INSTRUCTIONS FOR THE TASK —
Take the line containing "Task: tag every instance of the blue" in the listing below and copy it, along with every line after it, without alteration.

SUPPLIED MATERIAL —
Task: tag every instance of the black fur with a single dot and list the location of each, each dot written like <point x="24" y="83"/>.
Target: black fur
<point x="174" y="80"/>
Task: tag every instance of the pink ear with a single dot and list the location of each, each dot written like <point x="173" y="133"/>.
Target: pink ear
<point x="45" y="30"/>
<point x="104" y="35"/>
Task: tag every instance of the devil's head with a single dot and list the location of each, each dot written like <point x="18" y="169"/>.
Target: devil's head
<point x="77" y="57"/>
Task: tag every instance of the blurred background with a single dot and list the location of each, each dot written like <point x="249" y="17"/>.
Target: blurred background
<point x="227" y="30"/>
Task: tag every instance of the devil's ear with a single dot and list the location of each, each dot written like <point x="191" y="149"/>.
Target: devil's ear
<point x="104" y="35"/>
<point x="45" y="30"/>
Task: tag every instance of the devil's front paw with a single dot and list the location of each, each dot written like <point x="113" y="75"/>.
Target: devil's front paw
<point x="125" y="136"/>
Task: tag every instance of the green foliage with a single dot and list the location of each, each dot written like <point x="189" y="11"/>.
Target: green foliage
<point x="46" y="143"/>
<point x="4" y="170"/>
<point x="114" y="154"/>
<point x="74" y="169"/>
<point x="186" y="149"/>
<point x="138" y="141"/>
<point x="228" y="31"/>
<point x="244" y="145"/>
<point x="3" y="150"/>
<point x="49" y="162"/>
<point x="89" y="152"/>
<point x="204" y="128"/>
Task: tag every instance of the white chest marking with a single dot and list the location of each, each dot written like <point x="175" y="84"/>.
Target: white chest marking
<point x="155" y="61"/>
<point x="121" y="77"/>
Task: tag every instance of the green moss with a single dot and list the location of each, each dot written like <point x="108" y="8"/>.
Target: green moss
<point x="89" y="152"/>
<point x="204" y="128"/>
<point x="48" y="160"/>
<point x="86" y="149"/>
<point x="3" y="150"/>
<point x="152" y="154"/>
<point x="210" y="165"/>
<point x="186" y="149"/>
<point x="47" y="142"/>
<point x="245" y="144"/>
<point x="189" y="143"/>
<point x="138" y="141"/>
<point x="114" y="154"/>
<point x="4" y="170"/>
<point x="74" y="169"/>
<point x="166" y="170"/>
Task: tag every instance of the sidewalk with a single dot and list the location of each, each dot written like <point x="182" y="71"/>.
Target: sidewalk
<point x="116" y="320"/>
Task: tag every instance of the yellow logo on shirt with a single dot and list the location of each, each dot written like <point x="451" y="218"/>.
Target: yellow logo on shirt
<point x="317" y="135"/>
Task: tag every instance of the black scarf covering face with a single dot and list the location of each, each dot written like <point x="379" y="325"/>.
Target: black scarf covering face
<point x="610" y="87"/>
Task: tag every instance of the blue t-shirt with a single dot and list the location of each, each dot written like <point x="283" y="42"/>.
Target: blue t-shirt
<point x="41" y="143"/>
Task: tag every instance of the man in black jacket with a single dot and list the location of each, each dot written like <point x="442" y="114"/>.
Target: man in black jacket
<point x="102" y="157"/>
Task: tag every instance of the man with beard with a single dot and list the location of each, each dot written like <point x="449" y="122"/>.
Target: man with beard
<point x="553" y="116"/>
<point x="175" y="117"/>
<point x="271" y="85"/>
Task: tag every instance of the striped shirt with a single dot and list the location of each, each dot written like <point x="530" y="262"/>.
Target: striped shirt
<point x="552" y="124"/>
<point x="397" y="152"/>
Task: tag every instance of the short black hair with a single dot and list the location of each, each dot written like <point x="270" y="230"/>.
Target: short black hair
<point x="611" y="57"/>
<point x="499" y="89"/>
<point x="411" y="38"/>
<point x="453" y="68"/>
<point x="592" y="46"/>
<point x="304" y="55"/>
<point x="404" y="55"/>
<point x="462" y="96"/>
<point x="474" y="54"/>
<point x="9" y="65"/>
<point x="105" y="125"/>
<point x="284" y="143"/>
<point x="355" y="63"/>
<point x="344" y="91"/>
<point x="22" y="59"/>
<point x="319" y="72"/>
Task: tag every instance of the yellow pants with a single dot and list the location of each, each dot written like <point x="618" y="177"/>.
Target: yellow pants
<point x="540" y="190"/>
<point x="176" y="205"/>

SOLVED PROBLEM —
Task: tag every instance of the blue t-shirt with a single dot and list the location of each, each dot written like <point x="283" y="42"/>.
Target: blue t-shirt
<point x="41" y="143"/>
Task: tag every instance of the man in black jacket with a single dot and list the location of each, each dot written like <point x="442" y="114"/>.
Target: man in black jacket
<point x="102" y="157"/>
Task: tag every instance of the man with beard with a single dot and list the location of each, each dot written like <point x="449" y="122"/>.
Target: man with beard
<point x="553" y="116"/>
<point x="175" y="117"/>
<point x="271" y="85"/>
Task: tag every instance of the striped shirt with a single dot and list the location of each, each dot written like <point x="530" y="262"/>.
Target: striped shirt
<point x="552" y="124"/>
<point x="397" y="152"/>
Task: tag every instance of the short black hair with a single dot and list the location of each, each dot written like <point x="270" y="230"/>.
Target: short black hair
<point x="611" y="57"/>
<point x="499" y="89"/>
<point x="411" y="38"/>
<point x="453" y="68"/>
<point x="592" y="46"/>
<point x="304" y="55"/>
<point x="404" y="55"/>
<point x="462" y="96"/>
<point x="474" y="54"/>
<point x="9" y="65"/>
<point x="105" y="125"/>
<point x="284" y="143"/>
<point x="355" y="63"/>
<point x="344" y="91"/>
<point x="22" y="59"/>
<point x="319" y="72"/>
Task: tag every instance of the yellow pants with a single dot and list the location of each, each dot written like <point x="618" y="177"/>.
Target: yellow pants
<point x="540" y="190"/>
<point x="176" y="205"/>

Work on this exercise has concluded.